Within this material, how many lines have the string "white" in them? The answer is a number, with nothing added.
· · · ·
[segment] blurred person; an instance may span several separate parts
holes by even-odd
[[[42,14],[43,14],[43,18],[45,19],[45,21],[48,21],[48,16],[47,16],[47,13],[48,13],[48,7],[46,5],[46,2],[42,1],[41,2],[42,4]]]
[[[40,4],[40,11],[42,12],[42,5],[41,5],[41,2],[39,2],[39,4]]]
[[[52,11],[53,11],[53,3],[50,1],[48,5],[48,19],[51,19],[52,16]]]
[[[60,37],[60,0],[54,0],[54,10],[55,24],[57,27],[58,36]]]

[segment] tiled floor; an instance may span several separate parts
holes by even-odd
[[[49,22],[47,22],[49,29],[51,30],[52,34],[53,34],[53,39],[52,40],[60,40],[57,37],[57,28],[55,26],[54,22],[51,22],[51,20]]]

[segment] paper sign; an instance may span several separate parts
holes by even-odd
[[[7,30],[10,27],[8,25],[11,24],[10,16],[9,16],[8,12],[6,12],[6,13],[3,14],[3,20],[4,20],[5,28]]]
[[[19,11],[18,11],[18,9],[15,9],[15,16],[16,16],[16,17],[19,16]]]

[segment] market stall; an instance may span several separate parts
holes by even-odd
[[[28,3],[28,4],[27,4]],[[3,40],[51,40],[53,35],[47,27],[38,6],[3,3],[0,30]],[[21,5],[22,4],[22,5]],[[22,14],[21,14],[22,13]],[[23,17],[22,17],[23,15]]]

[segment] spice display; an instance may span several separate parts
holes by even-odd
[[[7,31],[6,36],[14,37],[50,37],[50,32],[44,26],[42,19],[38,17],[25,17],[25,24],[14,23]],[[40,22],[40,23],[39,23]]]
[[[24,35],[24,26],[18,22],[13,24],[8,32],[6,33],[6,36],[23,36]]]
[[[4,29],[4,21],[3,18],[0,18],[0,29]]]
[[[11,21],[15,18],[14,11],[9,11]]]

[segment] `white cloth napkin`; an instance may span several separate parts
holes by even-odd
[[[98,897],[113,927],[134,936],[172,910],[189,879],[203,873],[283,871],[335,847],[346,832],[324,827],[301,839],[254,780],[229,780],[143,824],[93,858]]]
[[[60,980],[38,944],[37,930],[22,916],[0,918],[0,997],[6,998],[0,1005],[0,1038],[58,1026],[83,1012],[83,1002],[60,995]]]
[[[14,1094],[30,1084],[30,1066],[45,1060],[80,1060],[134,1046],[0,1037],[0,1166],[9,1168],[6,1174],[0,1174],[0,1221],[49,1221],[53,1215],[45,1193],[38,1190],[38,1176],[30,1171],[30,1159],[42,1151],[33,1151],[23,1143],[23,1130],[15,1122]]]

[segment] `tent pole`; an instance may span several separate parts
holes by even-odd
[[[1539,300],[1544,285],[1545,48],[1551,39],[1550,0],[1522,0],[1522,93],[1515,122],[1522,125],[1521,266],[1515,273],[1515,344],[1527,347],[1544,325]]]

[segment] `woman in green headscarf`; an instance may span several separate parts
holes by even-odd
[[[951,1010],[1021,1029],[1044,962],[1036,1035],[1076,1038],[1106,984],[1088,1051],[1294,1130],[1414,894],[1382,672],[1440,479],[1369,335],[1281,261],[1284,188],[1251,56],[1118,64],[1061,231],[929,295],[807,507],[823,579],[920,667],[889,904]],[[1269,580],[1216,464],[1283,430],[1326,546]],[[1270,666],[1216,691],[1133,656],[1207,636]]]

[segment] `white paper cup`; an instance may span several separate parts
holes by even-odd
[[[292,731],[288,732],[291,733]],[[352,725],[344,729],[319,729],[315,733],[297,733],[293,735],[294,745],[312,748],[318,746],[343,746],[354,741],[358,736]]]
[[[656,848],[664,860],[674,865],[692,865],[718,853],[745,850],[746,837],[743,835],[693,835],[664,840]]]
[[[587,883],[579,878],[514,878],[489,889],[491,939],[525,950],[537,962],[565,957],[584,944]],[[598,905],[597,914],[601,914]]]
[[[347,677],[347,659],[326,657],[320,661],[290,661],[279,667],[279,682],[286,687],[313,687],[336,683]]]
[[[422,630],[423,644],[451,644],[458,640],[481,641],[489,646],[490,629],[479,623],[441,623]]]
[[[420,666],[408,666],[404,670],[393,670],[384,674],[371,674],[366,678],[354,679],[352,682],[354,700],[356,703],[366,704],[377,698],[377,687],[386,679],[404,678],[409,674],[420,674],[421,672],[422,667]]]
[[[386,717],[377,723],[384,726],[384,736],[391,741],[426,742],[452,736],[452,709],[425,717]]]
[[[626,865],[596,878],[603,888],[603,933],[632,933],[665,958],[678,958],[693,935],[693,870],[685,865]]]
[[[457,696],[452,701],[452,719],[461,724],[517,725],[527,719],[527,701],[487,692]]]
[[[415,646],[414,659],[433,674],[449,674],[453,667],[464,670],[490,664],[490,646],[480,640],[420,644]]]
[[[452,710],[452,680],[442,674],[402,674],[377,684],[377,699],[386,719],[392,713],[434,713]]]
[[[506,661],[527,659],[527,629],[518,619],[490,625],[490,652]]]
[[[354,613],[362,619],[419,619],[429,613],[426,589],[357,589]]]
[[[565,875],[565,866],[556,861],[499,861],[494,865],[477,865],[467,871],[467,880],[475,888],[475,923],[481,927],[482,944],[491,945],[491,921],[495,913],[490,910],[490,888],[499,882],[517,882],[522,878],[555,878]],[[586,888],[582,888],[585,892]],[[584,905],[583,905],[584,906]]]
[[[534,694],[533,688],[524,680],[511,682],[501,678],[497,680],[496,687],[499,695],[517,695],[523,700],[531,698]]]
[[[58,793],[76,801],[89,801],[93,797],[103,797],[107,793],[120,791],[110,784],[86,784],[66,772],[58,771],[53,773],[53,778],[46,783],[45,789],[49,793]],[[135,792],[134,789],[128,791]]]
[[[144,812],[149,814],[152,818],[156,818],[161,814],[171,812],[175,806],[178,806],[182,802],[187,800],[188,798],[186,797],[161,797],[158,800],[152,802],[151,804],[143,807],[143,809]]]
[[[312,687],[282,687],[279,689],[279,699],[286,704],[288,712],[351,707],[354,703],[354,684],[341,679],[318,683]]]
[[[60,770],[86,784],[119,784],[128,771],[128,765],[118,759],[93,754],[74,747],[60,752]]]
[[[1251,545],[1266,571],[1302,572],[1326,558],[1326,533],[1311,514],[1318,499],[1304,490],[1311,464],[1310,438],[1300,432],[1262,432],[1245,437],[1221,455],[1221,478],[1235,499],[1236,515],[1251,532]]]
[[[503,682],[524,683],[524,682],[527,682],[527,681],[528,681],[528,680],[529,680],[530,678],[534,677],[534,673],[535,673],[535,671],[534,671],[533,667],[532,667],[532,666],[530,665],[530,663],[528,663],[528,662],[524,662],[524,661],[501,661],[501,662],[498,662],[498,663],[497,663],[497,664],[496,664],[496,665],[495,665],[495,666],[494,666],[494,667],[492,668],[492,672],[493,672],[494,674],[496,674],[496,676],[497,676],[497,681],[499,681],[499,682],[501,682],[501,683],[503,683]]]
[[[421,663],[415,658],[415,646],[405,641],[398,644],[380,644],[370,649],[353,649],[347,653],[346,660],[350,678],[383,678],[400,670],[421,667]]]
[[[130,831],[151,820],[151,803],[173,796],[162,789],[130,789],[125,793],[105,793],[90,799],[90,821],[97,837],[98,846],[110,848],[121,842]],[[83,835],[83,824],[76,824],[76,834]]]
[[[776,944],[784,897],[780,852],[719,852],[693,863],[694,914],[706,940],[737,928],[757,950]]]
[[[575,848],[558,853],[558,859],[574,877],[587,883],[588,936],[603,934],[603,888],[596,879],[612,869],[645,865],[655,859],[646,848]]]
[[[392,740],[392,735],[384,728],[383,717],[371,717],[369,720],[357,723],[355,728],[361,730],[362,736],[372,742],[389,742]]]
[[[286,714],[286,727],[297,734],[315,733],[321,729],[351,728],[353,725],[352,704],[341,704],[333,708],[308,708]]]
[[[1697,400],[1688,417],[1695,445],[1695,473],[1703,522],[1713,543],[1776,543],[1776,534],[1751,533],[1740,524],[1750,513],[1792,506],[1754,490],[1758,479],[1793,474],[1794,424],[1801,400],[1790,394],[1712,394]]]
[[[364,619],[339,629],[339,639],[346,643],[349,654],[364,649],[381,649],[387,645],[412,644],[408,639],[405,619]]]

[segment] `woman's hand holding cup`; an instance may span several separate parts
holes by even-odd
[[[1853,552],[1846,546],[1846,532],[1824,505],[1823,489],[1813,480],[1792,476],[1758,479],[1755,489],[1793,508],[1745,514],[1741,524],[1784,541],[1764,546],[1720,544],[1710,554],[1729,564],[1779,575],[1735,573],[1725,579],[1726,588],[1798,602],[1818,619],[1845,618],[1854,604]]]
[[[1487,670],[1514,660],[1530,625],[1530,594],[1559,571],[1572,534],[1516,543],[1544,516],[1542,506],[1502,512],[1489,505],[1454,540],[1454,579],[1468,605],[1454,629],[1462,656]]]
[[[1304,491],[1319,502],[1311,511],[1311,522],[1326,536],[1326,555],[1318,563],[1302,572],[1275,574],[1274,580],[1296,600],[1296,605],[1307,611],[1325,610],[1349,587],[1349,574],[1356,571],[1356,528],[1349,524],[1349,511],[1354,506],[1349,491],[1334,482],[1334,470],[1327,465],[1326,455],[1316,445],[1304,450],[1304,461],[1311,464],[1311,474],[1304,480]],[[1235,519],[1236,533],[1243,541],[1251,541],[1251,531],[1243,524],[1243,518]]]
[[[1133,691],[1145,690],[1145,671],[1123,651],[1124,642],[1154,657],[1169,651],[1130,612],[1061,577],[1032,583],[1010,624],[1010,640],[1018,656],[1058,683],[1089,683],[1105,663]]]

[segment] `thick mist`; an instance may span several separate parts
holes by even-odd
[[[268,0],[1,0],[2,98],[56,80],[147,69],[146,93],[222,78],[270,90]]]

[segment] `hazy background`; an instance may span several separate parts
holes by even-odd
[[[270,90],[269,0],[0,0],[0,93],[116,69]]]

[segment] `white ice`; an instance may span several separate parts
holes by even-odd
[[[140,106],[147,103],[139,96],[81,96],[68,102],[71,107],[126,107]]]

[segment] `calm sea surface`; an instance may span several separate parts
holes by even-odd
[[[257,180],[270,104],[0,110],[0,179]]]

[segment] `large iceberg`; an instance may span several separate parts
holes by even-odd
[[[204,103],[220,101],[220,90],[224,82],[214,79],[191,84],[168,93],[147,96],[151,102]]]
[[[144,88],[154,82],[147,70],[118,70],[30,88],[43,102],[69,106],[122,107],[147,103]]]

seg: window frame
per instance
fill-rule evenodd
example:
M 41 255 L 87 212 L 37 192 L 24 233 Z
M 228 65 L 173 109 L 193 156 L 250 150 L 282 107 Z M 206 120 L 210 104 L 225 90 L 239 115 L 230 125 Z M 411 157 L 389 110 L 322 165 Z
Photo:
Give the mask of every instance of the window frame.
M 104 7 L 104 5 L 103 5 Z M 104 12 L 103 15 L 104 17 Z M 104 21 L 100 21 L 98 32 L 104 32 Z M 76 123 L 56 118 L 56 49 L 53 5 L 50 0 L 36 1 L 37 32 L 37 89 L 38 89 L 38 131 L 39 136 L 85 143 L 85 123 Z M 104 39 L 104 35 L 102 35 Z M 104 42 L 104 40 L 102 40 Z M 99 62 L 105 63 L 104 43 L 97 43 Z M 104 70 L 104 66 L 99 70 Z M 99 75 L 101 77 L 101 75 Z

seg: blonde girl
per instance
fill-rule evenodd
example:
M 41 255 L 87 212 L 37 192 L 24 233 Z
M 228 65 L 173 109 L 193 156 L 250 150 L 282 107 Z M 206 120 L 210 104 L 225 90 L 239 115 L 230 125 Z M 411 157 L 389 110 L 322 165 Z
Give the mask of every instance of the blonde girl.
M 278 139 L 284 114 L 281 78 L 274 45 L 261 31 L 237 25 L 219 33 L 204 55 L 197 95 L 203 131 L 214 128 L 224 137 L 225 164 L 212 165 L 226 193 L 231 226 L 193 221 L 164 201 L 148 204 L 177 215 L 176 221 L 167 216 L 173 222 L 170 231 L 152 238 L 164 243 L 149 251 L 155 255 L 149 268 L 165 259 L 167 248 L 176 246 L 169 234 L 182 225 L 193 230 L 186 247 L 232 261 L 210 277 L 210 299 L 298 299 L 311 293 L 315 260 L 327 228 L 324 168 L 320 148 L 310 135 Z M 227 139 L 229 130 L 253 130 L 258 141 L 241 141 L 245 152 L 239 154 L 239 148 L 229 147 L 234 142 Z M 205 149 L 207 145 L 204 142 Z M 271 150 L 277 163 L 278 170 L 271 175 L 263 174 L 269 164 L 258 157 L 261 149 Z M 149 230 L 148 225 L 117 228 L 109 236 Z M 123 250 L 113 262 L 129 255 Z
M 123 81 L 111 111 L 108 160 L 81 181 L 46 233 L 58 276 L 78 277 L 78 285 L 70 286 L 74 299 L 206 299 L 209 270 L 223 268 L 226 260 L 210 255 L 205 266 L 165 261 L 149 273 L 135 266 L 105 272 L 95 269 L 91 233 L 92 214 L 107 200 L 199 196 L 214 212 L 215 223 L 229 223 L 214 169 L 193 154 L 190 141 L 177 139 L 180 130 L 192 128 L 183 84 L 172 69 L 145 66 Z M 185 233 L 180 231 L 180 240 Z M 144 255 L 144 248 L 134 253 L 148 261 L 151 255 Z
· · · ·
» **Output for this task**
3